### [YOUR INSTRUCTIONS]
Print every one of the lines below word for word, without altering, adding or omitting anything.

Annotation data for object locations
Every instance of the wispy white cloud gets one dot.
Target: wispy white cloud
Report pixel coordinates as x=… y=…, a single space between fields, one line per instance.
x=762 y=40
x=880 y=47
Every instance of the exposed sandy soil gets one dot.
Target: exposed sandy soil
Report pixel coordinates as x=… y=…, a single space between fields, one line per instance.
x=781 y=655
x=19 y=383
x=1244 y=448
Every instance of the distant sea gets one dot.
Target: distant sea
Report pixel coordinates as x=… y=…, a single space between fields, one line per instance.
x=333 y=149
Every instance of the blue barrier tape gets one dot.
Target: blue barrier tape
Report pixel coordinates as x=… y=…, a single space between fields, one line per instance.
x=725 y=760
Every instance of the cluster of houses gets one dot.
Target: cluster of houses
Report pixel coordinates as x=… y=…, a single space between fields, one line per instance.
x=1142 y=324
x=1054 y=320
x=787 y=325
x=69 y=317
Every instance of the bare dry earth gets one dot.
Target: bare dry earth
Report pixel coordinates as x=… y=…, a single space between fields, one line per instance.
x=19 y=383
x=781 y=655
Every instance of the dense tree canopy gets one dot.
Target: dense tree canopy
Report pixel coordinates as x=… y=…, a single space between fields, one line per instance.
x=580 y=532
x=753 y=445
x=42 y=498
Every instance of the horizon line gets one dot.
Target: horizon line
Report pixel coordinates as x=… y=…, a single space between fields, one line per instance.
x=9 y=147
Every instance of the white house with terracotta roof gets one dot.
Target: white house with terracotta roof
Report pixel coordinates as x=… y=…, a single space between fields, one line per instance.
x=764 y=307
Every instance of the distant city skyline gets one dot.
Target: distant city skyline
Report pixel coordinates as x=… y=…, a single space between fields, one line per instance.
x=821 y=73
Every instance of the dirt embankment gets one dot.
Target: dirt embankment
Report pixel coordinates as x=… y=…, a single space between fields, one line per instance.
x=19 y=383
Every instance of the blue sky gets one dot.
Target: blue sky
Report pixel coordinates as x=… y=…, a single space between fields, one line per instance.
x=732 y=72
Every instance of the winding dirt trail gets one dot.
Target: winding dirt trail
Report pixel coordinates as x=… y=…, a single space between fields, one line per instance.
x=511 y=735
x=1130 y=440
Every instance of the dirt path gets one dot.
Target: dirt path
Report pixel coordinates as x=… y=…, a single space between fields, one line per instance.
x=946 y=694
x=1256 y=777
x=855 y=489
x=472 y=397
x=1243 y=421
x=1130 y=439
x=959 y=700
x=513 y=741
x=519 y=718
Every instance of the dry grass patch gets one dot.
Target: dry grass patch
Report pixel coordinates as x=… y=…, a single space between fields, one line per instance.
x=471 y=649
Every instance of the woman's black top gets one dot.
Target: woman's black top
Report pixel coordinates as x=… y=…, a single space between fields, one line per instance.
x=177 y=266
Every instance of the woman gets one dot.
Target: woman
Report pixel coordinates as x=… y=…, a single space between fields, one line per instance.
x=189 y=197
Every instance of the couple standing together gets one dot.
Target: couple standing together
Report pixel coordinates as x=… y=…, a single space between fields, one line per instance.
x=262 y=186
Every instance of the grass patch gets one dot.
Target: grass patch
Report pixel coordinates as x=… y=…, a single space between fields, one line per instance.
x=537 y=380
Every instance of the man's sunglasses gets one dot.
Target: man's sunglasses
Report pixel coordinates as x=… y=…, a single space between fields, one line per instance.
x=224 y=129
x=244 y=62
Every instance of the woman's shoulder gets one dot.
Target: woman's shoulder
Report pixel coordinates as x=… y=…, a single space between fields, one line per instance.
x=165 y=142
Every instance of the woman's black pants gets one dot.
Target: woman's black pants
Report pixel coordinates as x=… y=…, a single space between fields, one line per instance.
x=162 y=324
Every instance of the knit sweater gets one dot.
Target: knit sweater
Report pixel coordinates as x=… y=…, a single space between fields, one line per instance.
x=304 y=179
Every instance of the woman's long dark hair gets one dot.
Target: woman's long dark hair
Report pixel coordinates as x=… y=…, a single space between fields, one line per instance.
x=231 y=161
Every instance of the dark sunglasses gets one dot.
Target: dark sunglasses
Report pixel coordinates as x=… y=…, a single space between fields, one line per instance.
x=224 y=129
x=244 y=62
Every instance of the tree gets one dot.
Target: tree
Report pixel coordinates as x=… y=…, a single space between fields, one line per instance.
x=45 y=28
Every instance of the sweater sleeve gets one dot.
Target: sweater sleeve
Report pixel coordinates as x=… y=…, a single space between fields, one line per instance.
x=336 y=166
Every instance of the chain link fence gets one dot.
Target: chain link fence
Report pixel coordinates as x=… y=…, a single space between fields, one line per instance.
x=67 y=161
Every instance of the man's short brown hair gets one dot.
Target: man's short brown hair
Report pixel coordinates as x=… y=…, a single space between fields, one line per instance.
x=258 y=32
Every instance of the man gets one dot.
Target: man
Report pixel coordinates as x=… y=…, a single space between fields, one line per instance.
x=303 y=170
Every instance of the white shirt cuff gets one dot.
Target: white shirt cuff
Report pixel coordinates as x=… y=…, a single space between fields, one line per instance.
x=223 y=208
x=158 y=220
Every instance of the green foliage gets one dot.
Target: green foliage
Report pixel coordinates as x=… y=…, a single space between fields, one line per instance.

### [TASK ANSWER]
Every instance of the wispy white cloud gets one dot.
Target: wispy white cloud
Report pixel coordinates as x=… y=…, a single space between fields, one line per instance.
x=762 y=40
x=880 y=47
Every instance of the exposed sandy soil gets one dot.
Target: exposed sandy soil
Report pixel coordinates as x=… y=…, a single space between fields, one line per instance.
x=781 y=655
x=19 y=383
x=1244 y=448
Every instance of the distant sea gets one dot.
Target: distant sea
Report pixel coordinates as x=… y=…, a single space between fields, one line per instance.
x=333 y=149
Every instance of the blue barrier tape gets one dot.
Target: blue barrier tape
Report pixel coordinates as x=… y=…, a single space between fields, one line per instance.
x=725 y=760
Every instance of the cluster of houses gets one dot.
Target: cluster of houses
Report pixel coordinates as x=… y=…, a single space between fields, one line per instance.
x=1142 y=324
x=1054 y=320
x=787 y=325
x=69 y=317
Every instance of the bare dry earth gets one dot.
Target: bare dry earth
Report pixel coordinates as x=… y=…, a single space between fields, one line per instance.
x=19 y=383
x=781 y=655
Every instance of the dense tree canopy gets one dot.
Target: dense tree canopy
Report pixel coordinates as x=… y=…, a single space between fields, one line per instance.
x=580 y=532
x=753 y=445
x=42 y=498
Every instance of the horizon line gets one dot.
Target: horizon line
Report pixel coordinates as x=… y=…, a single space between fields, one line per instance.
x=9 y=147
Every instance of the white house with terracotta roof gets one dot.
Target: white house with terracotta roof
Report pixel coordinates as x=… y=…, a single space between fields, one line per instance.
x=764 y=307
Every instance of the distant city skyline gets one dot.
Target: distant city skyline
Report pixel coordinates as x=… y=…, a single space between fields, one line per instance.
x=821 y=73
Every instance of the dirt embankment gets one dot.
Target: dirt embankment
Report pixel coordinates as x=… y=…, a single space between fields, one line per instance.
x=19 y=383
Every instance of the blue sky gets one dot.
Target: blue sky
Report pixel coordinates as x=… y=…, a single space between fields, one line per instance.
x=732 y=72
Every instance of the winding dirt trail gets one dot.
Target: winding dirt trail
Report pixel coordinates as x=… y=…, a single space between fields, one line per instance.
x=511 y=735
x=1130 y=440
Every instance of the dirt path gets one dot.
Target: dirt path
Report pixel coordinates as x=… y=…, a single space between fields, one line per instance.
x=946 y=694
x=1256 y=777
x=855 y=489
x=472 y=397
x=1243 y=421
x=1130 y=439
x=959 y=700
x=513 y=741
x=519 y=718
Every instance of the dry grass patch gets one dot.
Target: dry grass patch
Report pixel coordinates as x=… y=…, a single space between fields, one line per instance.
x=471 y=649
Every instance of the woman's black top gets one dot.
Target: woman's black top
Report pixel coordinates as x=… y=…, a single space between fields, one line per instance.
x=177 y=266
Every instance of the woman gets one dot.
Target: woman
Report pixel coordinates as x=… y=…, a single space between fields, one line per instance.
x=189 y=197
Every instance of the couple standing together gets one dot.
Target: couple standing together
Report pixel coordinates as x=… y=…, a single space between fields, one line per instance.
x=262 y=186
Every instance of the grass patch gets one dot.
Target: grass patch
Report pixel coordinates as x=… y=…, a single space between fields, one line per instance.
x=537 y=380
Every instance of the man's sunglasses gets one dot.
Target: man's sunglasses
Report pixel coordinates as x=… y=…, a single space between fields, one line per instance.
x=224 y=129
x=244 y=62
Every instance of the woman's shoulder gets one dot.
Target: woman's shoulder
Report pixel coordinates as x=… y=…, a single space between fields, one line per instance.
x=165 y=142
Every instance of the woman's black pants gets one dot.
Target: woman's black pants
Report pixel coordinates as x=… y=…, a single space between fields, one line per instance.
x=162 y=324
Every instance of the knit sweater gets one dot.
Target: knit sweater
Report pixel coordinates as x=… y=…, a single space between fields, one line per instance.
x=304 y=179
Every instance of the woman's long dark hair gets one dot.
Target: woman's long dark hair
Report pixel coordinates as x=… y=…, a single space between fields, one line per instance.
x=231 y=161
Every instance of the dark sunglasses gets one dot.
Target: dark sunglasses
Report pixel coordinates as x=… y=…, a single space between fields, one line per instance.
x=224 y=129
x=244 y=62
Every instance of the tree gets one dot.
Target: tree
Report pixel coordinates as x=… y=…, a single space between fields, one line per instance.
x=45 y=28
Every instance of the sweater sleeve gets one dot.
Target: sweater sleeve
Report pixel coordinates as x=… y=…, a single space between fields, one line per instance.
x=336 y=166
Every instance of the chain link fence gets one dot.
Target: chain link fence
Report pixel coordinates as x=… y=…, a single space between fields, one line per instance.
x=67 y=161
Every instance of the man's short brown hair gets one dot.
Target: man's short brown hair
Report pixel coordinates as x=… y=…, a single space between fields, one line per instance.
x=258 y=32
Every instance of the man gets one dot.
Target: man
Report pixel coordinates as x=… y=…, a single space between fields, one line per instance.
x=303 y=170
Every instance of the white shirt cuff gets one dot.
Target: white shirt cuff
Report pixel coordinates as x=… y=…, a single space between fields, one line per instance.
x=223 y=208
x=158 y=220
Every instance of the green foliage gets one dot.
Target: green foliage
Report pixel coordinates as x=… y=…, a single space between fields, one line per instance.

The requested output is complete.